* _Study material_:
╭──

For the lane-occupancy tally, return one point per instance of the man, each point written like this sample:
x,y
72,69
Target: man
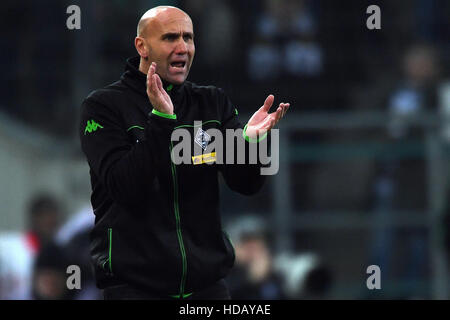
x,y
157,232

╰──

* _Work required_:
Each record above should be repeated exactly, please, without pictures.

* _Result of this task_:
For the lane-occupancy tally, return one point per instance of the man, each point written like this sample:
x,y
72,69
Target: man
x,y
157,232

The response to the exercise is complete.